→ Entries supplied:
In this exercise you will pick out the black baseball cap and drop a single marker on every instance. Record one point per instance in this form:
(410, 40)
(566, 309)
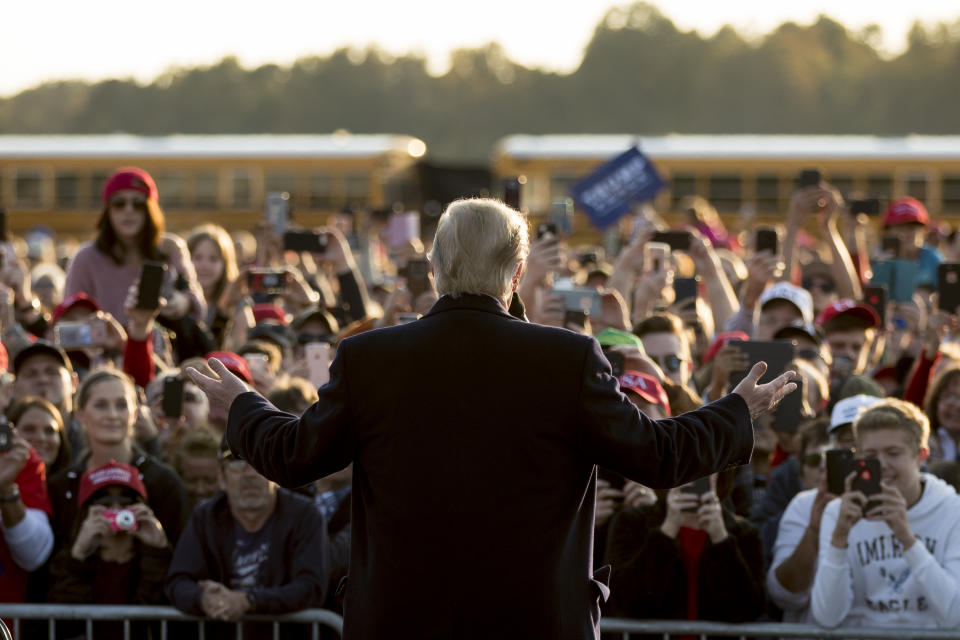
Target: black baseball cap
(37, 348)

→ Work instruction: Transcribe every entry word for word, excluding images.

→ Expected answer:
In this exercise you will pick out the black baseball cap and drop a single marker on every instance. Record one point per instance in this form:
(410, 40)
(566, 309)
Target: black baseball cap
(37, 348)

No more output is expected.